Oefendoel:
Beantwoord de volgende vragen over het fragment hieronder, één per regel:
1. Wat is volgens de eerste alinea onder het nulpunt gezakt?
2. Van welke twee dingen was de verteller in het citaat moe?
3. Wat stond in het citaat aan de andere kant, tegenover de eetstoornis?

Op een gegeven moment lukt het je niet meer om dit toneelstukje op te voeren, je energie is op. Je probeert je te bedenken welke smoezen je allemaal gebruikt hebt en welke rol je bij welke mensen op je genomen hebt. Je breekt. Je energie is onder het nulpunt gezakt en je bent te ver in je eetgestoorde wereldje om nog echt iets van de buitenwereld mee te krijgen.
“Steeds vaker besefte ik hoe ontzettend moe ik was. Ik besefte dat ik niet alleen maar moe was van het vechten, maar ook van het leiden van een dubbelleventje. Aan de ene kant stond mijn eetstoornis. Het eten, het niet eten. De eetbuien, het laxeren en het overmatig sporten. De wens om af te vallen, om dunner te worden. En vooral de angst om mezelf onder ogen te komen, de schaamte voor wie ik was. Dat alles probeerde ik uit alle macht verborgen te houden voor de buitenwereld, aan de andere kant. Daar stonden mijn vrienden, gezelligheid, familie, mogelijk liefde. De wereld die ik zo ontzettend goed probeerde te leven, maar die ik helaas niet leefde. Ik leefde mijn eetstoornis en het kostte me bakken met energie.”

Verzameld materiaal:
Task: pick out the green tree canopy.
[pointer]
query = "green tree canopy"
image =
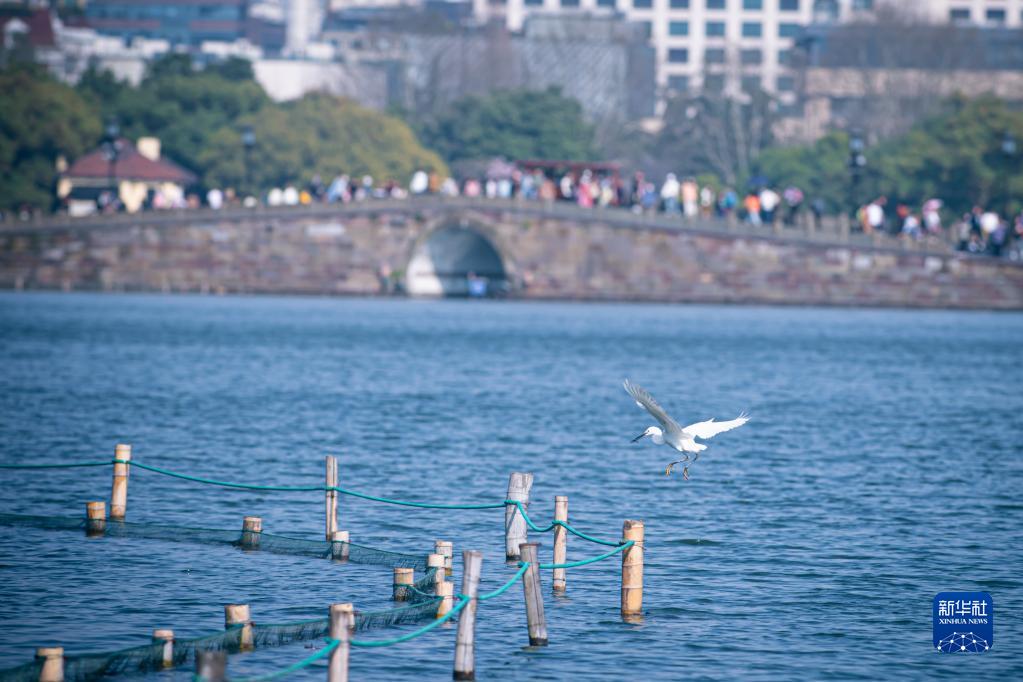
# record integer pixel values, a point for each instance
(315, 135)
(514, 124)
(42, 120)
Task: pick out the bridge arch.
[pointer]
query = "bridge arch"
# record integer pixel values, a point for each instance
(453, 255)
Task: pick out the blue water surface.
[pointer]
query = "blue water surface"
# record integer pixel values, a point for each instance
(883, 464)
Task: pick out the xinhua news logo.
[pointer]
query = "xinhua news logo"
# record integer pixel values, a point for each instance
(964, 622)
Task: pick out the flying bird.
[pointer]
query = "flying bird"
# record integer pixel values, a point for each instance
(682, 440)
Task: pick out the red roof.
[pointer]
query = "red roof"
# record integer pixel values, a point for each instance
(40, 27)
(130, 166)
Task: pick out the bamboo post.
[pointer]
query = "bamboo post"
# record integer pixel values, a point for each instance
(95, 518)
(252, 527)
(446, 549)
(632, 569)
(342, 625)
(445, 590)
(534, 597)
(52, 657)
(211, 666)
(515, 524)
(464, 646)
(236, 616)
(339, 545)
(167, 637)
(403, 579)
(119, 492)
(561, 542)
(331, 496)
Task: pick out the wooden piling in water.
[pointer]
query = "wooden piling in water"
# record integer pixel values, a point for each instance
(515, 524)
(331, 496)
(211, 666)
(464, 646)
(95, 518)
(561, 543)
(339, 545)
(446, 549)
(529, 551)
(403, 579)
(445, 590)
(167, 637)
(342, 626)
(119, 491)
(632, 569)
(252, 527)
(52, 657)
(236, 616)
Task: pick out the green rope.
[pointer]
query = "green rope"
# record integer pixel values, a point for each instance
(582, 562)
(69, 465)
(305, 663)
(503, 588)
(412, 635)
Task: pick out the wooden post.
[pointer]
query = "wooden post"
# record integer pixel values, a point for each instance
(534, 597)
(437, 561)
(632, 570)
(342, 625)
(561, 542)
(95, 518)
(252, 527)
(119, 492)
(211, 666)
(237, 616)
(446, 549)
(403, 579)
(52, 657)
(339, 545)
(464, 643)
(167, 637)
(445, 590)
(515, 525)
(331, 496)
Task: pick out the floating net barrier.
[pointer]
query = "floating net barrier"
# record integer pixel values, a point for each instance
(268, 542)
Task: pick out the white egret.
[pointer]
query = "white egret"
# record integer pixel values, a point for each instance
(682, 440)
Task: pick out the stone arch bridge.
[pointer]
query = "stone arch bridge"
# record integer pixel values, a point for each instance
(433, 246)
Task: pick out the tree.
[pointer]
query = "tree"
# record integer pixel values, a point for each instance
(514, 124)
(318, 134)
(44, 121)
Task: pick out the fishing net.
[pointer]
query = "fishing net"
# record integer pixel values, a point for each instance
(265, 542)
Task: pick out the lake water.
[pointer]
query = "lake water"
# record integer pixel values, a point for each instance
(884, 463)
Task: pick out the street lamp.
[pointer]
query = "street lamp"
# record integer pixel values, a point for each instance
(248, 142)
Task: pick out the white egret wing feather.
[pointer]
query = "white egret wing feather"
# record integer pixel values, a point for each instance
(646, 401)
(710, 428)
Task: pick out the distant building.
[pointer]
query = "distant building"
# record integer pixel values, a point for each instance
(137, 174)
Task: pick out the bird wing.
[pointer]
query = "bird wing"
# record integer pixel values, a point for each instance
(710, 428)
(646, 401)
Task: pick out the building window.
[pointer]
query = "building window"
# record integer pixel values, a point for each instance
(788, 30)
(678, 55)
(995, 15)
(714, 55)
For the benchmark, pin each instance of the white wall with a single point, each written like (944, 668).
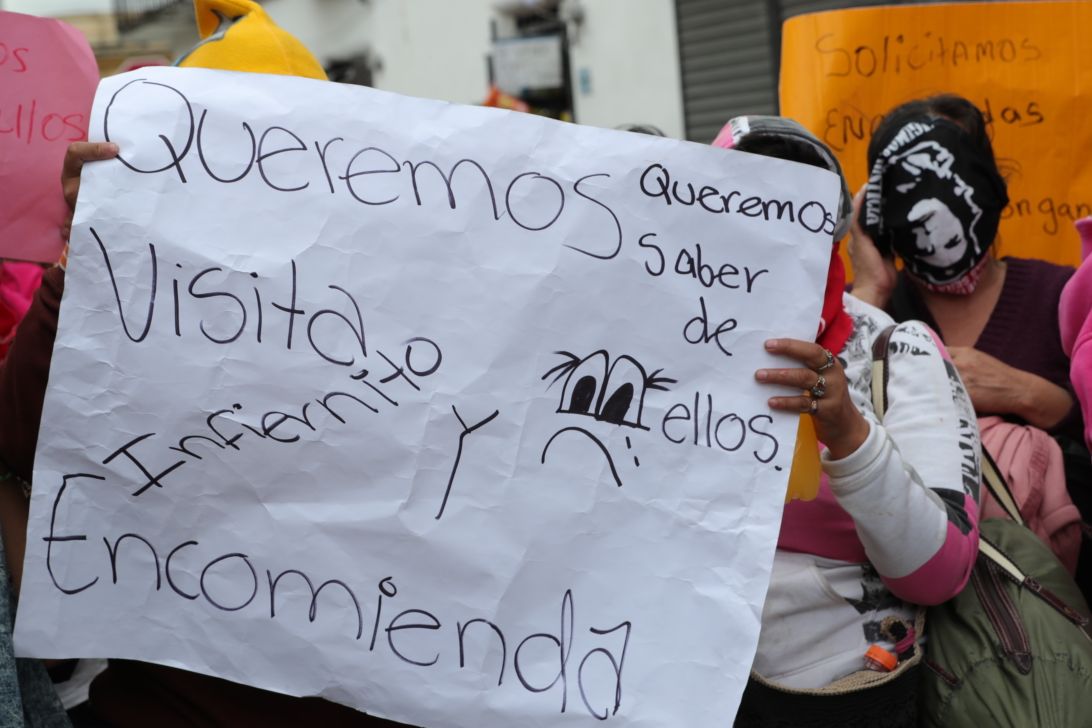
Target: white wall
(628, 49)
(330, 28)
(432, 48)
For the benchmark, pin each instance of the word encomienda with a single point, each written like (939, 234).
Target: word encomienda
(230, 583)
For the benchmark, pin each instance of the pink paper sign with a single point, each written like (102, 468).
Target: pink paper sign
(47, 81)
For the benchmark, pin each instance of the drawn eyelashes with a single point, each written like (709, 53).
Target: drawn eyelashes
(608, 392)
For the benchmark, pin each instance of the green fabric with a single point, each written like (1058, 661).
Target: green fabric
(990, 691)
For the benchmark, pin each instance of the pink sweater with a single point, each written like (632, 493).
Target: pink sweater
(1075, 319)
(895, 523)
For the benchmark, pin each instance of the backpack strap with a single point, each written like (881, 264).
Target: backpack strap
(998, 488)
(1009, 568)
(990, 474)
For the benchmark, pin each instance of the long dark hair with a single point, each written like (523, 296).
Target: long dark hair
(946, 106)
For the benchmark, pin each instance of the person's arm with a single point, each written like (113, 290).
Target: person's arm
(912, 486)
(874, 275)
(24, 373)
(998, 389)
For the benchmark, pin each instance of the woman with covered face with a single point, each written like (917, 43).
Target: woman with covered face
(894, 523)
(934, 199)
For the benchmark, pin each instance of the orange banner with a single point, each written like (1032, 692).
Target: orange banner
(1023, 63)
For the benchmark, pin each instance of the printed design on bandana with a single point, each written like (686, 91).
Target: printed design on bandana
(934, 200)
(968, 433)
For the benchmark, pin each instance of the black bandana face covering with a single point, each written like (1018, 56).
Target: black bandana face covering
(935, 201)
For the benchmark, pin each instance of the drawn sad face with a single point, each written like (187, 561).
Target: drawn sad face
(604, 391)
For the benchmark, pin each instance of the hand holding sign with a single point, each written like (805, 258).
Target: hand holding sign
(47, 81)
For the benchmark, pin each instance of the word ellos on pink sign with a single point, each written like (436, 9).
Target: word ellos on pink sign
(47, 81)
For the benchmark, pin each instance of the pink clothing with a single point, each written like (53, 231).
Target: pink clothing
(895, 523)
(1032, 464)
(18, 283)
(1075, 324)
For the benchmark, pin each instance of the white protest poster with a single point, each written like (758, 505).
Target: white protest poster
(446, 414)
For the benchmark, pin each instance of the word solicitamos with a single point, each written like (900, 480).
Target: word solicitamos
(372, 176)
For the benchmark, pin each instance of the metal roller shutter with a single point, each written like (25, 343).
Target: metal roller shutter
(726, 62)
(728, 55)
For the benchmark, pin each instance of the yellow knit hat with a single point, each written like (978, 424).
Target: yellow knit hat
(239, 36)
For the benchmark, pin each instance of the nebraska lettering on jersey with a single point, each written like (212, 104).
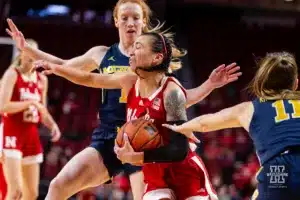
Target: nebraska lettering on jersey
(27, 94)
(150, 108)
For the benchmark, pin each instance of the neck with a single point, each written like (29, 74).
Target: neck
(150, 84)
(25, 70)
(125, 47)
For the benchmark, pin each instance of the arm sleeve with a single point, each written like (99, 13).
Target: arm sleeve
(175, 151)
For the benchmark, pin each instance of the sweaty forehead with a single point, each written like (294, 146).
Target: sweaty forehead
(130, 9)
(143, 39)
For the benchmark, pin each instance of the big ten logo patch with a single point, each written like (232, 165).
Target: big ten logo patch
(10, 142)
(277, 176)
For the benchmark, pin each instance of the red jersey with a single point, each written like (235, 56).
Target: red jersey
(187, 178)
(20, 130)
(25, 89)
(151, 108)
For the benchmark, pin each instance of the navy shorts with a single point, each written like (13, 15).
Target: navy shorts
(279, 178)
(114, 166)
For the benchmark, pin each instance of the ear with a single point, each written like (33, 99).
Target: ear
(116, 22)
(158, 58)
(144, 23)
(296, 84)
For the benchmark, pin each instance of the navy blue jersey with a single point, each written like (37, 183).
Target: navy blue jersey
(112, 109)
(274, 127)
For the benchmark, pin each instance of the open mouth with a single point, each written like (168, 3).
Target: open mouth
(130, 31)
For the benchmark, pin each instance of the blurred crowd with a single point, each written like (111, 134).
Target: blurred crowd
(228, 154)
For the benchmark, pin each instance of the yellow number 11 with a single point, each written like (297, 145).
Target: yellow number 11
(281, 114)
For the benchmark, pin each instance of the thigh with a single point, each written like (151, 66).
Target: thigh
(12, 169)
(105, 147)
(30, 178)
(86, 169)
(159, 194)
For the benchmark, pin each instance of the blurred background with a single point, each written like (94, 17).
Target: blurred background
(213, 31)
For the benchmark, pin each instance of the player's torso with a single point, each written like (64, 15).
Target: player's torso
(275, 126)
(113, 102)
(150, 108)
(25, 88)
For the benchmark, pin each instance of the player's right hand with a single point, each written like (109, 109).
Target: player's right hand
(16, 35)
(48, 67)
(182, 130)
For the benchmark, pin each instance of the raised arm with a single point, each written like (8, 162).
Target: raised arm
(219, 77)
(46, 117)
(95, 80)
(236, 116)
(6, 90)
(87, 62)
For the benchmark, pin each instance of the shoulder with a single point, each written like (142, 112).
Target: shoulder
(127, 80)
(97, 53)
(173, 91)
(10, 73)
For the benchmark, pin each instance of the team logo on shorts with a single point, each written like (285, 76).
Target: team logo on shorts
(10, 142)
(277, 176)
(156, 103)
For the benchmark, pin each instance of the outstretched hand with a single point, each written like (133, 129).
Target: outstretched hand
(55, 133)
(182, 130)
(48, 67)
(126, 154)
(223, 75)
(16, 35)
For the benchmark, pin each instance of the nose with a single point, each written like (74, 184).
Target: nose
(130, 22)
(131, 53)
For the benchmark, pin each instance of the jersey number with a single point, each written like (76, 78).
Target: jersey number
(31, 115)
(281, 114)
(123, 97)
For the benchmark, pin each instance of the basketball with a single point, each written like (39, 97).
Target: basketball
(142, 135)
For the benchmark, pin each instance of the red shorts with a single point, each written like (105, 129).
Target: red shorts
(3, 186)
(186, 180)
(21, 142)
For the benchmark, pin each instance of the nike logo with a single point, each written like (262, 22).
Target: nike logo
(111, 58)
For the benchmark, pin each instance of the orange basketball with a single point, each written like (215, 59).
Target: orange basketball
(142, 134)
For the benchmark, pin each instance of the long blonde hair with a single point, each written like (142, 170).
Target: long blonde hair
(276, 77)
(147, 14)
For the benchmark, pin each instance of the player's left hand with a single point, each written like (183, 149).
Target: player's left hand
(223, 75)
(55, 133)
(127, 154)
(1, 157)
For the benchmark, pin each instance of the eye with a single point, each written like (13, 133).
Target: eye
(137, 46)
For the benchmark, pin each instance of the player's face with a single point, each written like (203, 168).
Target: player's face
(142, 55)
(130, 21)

Antwoord:
1. De energie.
2. Van het vechten en van het leiden van een dubbelleventje.
3. Vrienden, gezelligheid, familie en mogelijk liefde.